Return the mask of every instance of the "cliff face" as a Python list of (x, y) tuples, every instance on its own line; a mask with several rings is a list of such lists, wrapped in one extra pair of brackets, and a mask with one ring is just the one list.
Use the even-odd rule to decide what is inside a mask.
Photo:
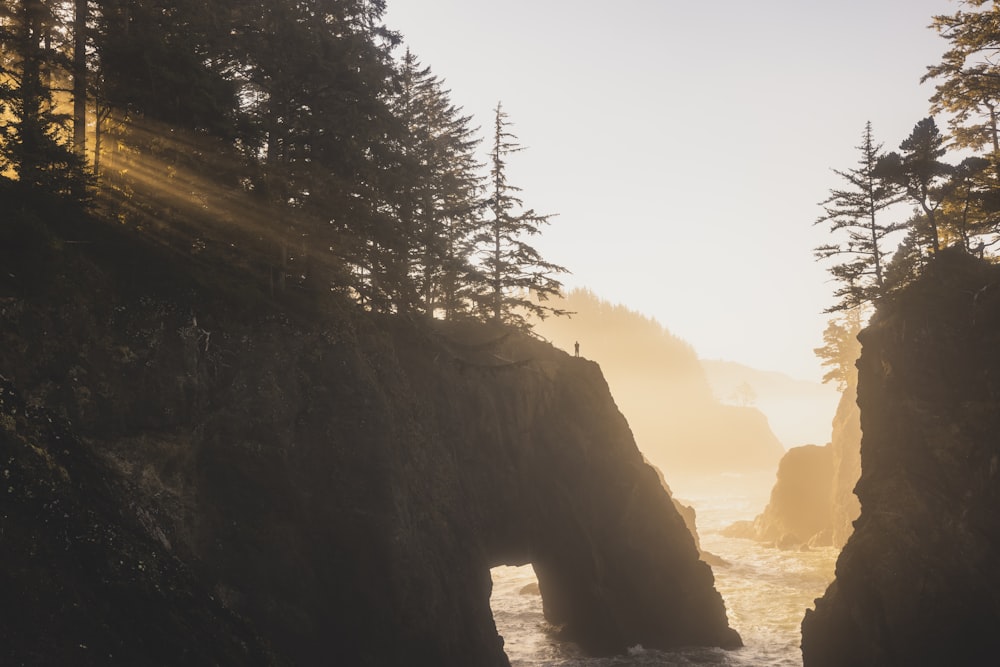
[(993, 664), (1000, 269), (941, 253), (861, 341), (861, 516), (802, 623), (805, 665)]
[(841, 396), (830, 443), (793, 447), (778, 465), (771, 498), (753, 521), (723, 530), (729, 537), (767, 542), (783, 549), (842, 547), (854, 530), (861, 476), (861, 422), (857, 385)]
[(861, 477), (861, 411), (856, 381), (849, 384), (840, 397), (833, 418), (830, 449), (833, 479), (828, 543), (843, 547), (854, 532), (854, 520), (861, 512), (861, 504), (854, 494), (854, 485)]
[(739, 644), (596, 364), (59, 259), (0, 304), (3, 662), (505, 665), (528, 562), (592, 652)]
[[(778, 465), (777, 481), (767, 507), (753, 522), (749, 535), (784, 549), (797, 549), (813, 540), (823, 544), (830, 525), (830, 489), (833, 460), (830, 446), (793, 447)], [(735, 534), (734, 531), (727, 531)], [(819, 536), (819, 539), (816, 538)]]
[(536, 331), (564, 350), (579, 342), (584, 356), (600, 362), (639, 447), (682, 496), (692, 478), (717, 483), (720, 473), (774, 470), (784, 448), (767, 418), (720, 403), (688, 343), (586, 290), (559, 305), (575, 315), (548, 318)]

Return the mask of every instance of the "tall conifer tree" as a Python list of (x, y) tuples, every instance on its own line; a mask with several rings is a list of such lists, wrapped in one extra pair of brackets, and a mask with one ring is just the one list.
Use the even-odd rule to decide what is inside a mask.
[(411, 274), (426, 313), (467, 307), (472, 234), (482, 178), (471, 117), (409, 49), (399, 64), (393, 111), (403, 125), (397, 182), (399, 229), (409, 236)]
[(0, 2), (0, 171), (13, 171), (25, 191), (79, 196), (82, 160), (67, 147), (69, 117), (53, 100), (64, 78), (54, 4)]
[(941, 249), (939, 209), (945, 201), (955, 168), (941, 160), (946, 152), (944, 136), (928, 116), (913, 126), (910, 136), (899, 145), (900, 152), (889, 153), (879, 160), (876, 172), (896, 183), (907, 198), (920, 208), (922, 218), (915, 218), (932, 252)]
[(89, 0), (73, 0), (73, 151), (87, 159), (88, 63), (87, 34)]
[[(981, 8), (987, 1), (962, 4)], [(941, 62), (929, 66), (921, 79), (936, 81), (931, 112), (948, 114), (956, 146), (985, 149), (1000, 170), (1000, 65), (993, 58), (1000, 47), (1000, 7), (993, 3), (935, 16), (931, 27), (949, 44)]]
[(884, 222), (881, 214), (901, 200), (900, 188), (877, 173), (884, 155), (876, 144), (871, 123), (865, 124), (857, 167), (834, 170), (846, 182), (843, 189), (832, 189), (821, 204), (823, 215), (814, 224), (828, 223), (830, 232), (841, 240), (816, 248), (816, 258), (836, 260), (829, 271), (840, 283), (834, 292), (839, 299), (828, 312), (850, 310), (873, 302), (885, 293), (887, 237), (905, 228), (898, 222)]
[(552, 215), (525, 209), (518, 194), (521, 189), (508, 181), (507, 158), (523, 147), (510, 131), (501, 103), (497, 103), (494, 113), (489, 218), (478, 236), (486, 281), (483, 306), (492, 321), (523, 327), (526, 314), (542, 318), (566, 314), (544, 304), (560, 293), (562, 283), (554, 274), (565, 273), (566, 269), (543, 259), (526, 241), (539, 234)]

********

What is needed.
Output all entries unchanged; skip the pictures.

Expected answer.
Return the mask of every instance of the "cliff face" as a Python list of (x, y) tuples, every instance on its own line; a mask with several rings is a list of such lists, wrapped in one extra pair of brackets, and a mask with one ring is just the one list.
Use the even-odd rule to decide what is inside a mask.
Photo:
[(993, 664), (1000, 269), (941, 253), (861, 341), (861, 516), (802, 623), (805, 665)]
[(841, 396), (830, 443), (793, 447), (778, 465), (771, 498), (753, 521), (723, 530), (729, 537), (767, 542), (783, 549), (842, 547), (854, 530), (861, 476), (861, 422), (857, 385)]
[(861, 477), (861, 411), (856, 381), (849, 384), (840, 397), (833, 418), (830, 449), (833, 479), (828, 543), (843, 547), (854, 532), (854, 520), (861, 512), (861, 504), (854, 494), (854, 485)]
[(739, 644), (596, 364), (59, 259), (0, 304), (3, 662), (505, 665), (528, 562), (592, 652)]
[[(778, 465), (777, 481), (767, 507), (753, 522), (749, 535), (784, 549), (797, 549), (813, 540), (823, 544), (830, 525), (830, 489), (833, 460), (830, 446), (793, 447)], [(735, 534), (734, 531), (727, 531)], [(819, 536), (819, 539), (816, 538)]]
[(536, 331), (564, 350), (579, 342), (584, 356), (600, 362), (639, 447), (682, 496), (692, 478), (717, 483), (720, 473), (774, 470), (784, 448), (767, 418), (720, 403), (688, 343), (586, 290), (559, 305), (575, 315), (548, 318)]

Return the mask of every instance of the "tall conifer tree" as a Python list of (x, y) tuples, every instance on its own line; a mask with several rings is a list of such lists, wrapped in one extra pair of brackets, and a mask with one ring is just the one list.
Use the even-odd rule to decide what is inside a mask.
[(411, 274), (426, 313), (467, 307), (472, 234), (482, 178), (471, 117), (409, 49), (399, 64), (393, 111), (403, 125), (397, 182), (399, 229), (409, 236)]
[(0, 2), (0, 171), (13, 171), (25, 191), (79, 196), (82, 160), (67, 147), (69, 117), (53, 100), (64, 78), (54, 4)]
[(941, 249), (939, 209), (945, 201), (955, 168), (941, 160), (946, 152), (944, 136), (928, 116), (913, 126), (910, 136), (899, 145), (900, 152), (889, 153), (879, 160), (876, 172), (896, 183), (907, 198), (920, 208), (922, 218), (915, 218), (932, 252)]
[(89, 0), (73, 0), (73, 151), (87, 159), (88, 63), (87, 34)]
[[(981, 8), (987, 1), (962, 4)], [(941, 62), (929, 66), (921, 79), (936, 81), (931, 112), (948, 114), (956, 146), (985, 149), (1000, 170), (1000, 65), (993, 58), (1000, 47), (1000, 7), (993, 3), (935, 16), (931, 27), (949, 44)]]
[(884, 222), (881, 214), (901, 200), (900, 188), (877, 173), (884, 155), (876, 144), (871, 123), (865, 124), (857, 167), (834, 170), (846, 182), (843, 189), (832, 189), (821, 204), (823, 215), (814, 224), (828, 223), (830, 232), (841, 240), (816, 248), (816, 258), (836, 260), (829, 271), (840, 283), (834, 292), (839, 299), (828, 312), (850, 310), (873, 302), (885, 293), (887, 237), (905, 228), (898, 222)]
[(552, 215), (525, 209), (518, 194), (521, 189), (508, 181), (507, 158), (523, 147), (510, 131), (501, 103), (497, 103), (494, 113), (489, 218), (478, 236), (486, 281), (483, 306), (492, 321), (523, 327), (526, 314), (542, 318), (566, 314), (544, 304), (560, 293), (562, 283), (554, 274), (565, 273), (566, 269), (543, 259), (526, 241), (539, 234)]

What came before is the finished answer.